◆ WHAT TO DO
Identify every line of the records that contains the string "winter", matching case exactly, and copy each such line in full.

(Lines of data)
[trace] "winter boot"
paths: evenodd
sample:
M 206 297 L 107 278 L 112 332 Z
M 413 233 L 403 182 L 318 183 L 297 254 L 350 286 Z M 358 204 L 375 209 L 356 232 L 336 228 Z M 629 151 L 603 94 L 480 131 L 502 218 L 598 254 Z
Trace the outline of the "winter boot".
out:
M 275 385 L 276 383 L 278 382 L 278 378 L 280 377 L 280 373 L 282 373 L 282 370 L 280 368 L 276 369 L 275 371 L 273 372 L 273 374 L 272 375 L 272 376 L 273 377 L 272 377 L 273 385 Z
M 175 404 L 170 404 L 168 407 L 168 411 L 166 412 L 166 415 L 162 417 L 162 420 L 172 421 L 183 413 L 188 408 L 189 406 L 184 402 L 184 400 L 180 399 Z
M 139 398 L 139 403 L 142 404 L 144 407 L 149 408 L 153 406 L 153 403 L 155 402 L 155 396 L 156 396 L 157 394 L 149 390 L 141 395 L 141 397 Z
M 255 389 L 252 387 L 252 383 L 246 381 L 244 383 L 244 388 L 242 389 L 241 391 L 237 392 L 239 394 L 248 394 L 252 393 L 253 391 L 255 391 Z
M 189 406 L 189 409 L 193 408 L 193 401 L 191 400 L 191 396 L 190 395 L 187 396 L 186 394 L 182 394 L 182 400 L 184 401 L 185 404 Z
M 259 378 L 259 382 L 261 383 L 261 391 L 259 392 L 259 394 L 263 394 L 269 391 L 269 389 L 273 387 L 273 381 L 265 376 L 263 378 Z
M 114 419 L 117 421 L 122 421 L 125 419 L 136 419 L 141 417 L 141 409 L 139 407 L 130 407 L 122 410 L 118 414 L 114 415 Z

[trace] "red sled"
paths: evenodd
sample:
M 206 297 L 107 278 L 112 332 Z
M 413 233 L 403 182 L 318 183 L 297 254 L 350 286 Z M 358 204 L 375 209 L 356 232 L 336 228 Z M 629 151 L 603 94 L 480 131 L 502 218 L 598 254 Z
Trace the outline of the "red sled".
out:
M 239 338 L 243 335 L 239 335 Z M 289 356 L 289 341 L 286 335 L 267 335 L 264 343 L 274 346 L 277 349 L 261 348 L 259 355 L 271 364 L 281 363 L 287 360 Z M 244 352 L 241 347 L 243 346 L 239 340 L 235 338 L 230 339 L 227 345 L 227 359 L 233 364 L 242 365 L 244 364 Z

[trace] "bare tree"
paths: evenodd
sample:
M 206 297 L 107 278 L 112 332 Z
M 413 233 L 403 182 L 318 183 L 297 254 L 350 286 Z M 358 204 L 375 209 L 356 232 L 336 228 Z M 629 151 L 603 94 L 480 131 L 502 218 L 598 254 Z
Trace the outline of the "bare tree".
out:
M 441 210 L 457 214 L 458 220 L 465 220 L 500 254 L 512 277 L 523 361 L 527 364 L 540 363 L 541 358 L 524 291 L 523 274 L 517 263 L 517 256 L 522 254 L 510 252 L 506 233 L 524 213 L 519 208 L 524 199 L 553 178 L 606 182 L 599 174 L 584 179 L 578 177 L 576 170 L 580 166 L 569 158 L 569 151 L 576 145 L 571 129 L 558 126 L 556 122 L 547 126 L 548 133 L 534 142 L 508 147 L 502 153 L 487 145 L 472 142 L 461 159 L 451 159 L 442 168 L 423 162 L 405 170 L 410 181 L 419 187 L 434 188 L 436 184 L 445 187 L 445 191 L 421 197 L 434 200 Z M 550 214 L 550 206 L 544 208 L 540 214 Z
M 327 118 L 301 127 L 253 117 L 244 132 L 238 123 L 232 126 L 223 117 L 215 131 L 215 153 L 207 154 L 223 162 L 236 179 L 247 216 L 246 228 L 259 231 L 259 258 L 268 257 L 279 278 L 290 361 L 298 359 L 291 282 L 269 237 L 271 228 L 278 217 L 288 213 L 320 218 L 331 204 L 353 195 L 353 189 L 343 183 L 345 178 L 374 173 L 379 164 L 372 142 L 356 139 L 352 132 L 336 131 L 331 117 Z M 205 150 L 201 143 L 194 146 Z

◆ SOLUTION TO THE EXERCISE
[trace] "winter boot"
Trace the outline of the "winter boot".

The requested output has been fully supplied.